■ **SET EXERCISE**:
Reproduce the lines below from the one that contains "For every instance of the hydraulic" through the end, inclusive, and add nothing.

** START INFORMATION SHOWN **

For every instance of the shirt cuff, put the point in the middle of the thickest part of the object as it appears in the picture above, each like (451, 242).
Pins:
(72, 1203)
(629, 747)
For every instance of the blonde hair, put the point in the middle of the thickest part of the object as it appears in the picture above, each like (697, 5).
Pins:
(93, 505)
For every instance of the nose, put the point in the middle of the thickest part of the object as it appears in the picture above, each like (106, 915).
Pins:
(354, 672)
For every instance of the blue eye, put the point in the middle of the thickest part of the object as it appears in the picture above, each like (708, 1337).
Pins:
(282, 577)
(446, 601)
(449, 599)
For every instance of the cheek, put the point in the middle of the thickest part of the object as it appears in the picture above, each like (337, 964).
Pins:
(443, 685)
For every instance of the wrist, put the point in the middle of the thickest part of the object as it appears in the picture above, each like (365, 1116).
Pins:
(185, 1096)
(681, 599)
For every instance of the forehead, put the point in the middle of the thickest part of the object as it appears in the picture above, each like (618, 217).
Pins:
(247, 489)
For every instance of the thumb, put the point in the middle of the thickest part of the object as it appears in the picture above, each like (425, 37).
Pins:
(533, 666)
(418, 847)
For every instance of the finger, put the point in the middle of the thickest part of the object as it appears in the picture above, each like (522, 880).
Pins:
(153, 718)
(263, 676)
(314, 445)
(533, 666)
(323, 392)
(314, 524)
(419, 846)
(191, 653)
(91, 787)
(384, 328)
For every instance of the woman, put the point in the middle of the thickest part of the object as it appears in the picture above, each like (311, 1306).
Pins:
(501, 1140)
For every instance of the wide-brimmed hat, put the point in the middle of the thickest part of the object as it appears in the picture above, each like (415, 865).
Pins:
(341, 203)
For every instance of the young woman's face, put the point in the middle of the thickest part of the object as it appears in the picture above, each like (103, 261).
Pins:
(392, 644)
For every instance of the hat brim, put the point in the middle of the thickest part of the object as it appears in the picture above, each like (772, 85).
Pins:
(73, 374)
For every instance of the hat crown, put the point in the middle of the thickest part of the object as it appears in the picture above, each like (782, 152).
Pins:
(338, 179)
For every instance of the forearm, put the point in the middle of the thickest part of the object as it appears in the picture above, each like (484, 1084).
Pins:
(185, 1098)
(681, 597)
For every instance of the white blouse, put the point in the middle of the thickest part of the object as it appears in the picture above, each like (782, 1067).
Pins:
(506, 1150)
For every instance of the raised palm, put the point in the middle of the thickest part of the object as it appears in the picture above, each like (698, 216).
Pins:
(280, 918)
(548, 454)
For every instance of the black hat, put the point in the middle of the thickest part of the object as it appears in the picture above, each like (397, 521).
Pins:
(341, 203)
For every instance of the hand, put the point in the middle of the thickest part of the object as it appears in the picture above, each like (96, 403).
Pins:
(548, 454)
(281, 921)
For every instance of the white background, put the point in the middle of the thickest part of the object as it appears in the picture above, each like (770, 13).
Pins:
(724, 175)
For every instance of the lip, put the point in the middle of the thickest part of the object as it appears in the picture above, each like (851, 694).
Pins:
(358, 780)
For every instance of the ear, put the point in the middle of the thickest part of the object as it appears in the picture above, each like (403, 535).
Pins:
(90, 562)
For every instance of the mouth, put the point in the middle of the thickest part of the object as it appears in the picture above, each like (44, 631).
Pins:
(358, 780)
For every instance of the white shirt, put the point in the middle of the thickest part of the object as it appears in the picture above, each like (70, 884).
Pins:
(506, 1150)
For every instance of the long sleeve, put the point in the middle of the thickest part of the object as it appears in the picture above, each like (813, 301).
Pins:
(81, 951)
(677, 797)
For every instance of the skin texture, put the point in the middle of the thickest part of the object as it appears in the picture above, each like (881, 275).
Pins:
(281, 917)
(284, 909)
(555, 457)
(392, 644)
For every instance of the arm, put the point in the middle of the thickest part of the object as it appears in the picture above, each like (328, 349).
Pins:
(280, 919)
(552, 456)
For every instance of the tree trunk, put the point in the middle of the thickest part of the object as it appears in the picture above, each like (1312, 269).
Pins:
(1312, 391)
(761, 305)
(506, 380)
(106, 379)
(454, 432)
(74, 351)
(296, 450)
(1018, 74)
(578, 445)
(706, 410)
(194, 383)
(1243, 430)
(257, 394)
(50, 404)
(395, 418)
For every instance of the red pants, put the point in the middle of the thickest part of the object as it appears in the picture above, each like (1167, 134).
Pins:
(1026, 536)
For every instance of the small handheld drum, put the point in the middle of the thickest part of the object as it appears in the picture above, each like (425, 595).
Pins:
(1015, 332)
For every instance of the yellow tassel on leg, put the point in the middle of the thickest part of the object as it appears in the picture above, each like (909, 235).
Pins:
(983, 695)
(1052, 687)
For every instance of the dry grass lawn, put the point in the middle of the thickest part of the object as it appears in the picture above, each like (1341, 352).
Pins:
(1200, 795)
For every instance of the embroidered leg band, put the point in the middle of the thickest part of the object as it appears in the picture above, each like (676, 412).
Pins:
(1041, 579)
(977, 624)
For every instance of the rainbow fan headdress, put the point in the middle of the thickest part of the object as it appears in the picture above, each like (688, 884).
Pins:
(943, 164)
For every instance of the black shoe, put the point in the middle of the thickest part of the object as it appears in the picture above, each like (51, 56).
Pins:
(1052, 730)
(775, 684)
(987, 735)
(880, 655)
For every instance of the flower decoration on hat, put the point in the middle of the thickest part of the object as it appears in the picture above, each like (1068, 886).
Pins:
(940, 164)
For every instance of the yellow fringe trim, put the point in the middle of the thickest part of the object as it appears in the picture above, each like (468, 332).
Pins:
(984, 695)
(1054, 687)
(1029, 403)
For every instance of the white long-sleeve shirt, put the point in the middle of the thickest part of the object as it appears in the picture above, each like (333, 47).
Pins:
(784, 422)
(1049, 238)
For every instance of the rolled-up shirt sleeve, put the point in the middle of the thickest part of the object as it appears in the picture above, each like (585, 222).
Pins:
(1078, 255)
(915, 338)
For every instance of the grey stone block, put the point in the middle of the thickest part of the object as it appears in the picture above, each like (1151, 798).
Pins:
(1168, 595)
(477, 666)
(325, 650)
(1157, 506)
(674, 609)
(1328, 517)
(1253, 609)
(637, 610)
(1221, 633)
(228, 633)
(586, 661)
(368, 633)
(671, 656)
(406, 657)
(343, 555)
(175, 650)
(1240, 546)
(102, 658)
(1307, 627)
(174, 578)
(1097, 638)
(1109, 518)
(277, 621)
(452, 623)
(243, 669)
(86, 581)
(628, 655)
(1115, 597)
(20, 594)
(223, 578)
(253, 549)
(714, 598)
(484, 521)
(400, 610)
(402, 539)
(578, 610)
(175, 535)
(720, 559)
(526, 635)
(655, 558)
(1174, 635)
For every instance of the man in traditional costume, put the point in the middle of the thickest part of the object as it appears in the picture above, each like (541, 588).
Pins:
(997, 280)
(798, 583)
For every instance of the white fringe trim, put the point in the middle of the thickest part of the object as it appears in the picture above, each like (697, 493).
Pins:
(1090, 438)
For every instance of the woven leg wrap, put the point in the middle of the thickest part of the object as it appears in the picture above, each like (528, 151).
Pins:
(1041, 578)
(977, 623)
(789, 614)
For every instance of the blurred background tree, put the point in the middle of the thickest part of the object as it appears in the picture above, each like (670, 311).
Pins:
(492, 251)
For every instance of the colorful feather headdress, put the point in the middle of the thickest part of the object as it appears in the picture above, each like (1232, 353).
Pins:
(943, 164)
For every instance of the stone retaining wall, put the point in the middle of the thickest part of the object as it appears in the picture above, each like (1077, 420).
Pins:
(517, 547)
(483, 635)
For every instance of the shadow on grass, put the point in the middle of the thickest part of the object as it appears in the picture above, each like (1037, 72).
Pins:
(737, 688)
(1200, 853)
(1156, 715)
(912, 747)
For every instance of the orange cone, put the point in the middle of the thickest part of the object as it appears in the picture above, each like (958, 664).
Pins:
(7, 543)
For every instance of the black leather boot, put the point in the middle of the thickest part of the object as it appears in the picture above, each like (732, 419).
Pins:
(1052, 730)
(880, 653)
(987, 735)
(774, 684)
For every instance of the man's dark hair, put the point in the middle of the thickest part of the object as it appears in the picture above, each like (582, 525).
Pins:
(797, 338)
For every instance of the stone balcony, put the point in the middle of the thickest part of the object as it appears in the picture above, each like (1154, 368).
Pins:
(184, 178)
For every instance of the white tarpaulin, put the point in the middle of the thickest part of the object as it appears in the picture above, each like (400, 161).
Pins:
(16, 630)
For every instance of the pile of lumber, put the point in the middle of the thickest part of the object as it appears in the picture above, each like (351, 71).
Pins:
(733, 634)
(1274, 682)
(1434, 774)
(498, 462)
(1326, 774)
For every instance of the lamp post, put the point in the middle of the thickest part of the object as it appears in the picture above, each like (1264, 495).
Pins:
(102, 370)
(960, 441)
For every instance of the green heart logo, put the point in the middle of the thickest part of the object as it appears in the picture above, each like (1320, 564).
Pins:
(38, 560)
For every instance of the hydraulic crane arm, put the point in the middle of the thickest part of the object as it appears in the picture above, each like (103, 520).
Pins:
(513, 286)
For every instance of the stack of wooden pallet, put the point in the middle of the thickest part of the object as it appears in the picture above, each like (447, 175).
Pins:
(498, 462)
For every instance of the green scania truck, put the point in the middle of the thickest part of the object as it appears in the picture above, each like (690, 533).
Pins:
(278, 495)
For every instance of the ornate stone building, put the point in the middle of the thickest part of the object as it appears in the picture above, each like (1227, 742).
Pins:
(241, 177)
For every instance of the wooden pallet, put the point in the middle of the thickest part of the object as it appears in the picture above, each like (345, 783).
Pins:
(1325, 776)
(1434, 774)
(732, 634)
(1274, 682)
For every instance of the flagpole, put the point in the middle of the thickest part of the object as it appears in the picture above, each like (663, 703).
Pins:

** END INFORMATION SHOWN **

■ **WRITTEN ANSWER**:
For every instance of the hydraulic crane arm, put the point in the middle of the thickest part of the object as it appears in the picture above, each like (103, 520).
Pins:
(513, 286)
For every instance of the stack of wooden pallet, put the point in the middle of the thickest part of the object as it appears in the picture above, each like (447, 175).
Pins:
(498, 462)
For every instance of the green scania truck, put the point in the middle of the thickest part of the object as it appears in the picture above, each like (690, 533).
Pins:
(278, 495)
For every instance of the ornate stone building, put the point in the middle of the thickest part of the object as it appears in the picture above, each like (1227, 742).
Pins:
(241, 177)
For every instance of the wooden pallet, put the point in the middle of the thickest part of the object as it appears in the picture above, each like (345, 783).
Pins:
(1325, 776)
(1434, 774)
(732, 634)
(1274, 682)
For every instance of the flagpole, put the point in the middle of the thickest part of the object as it appears in the picture above, each like (663, 703).
Pins:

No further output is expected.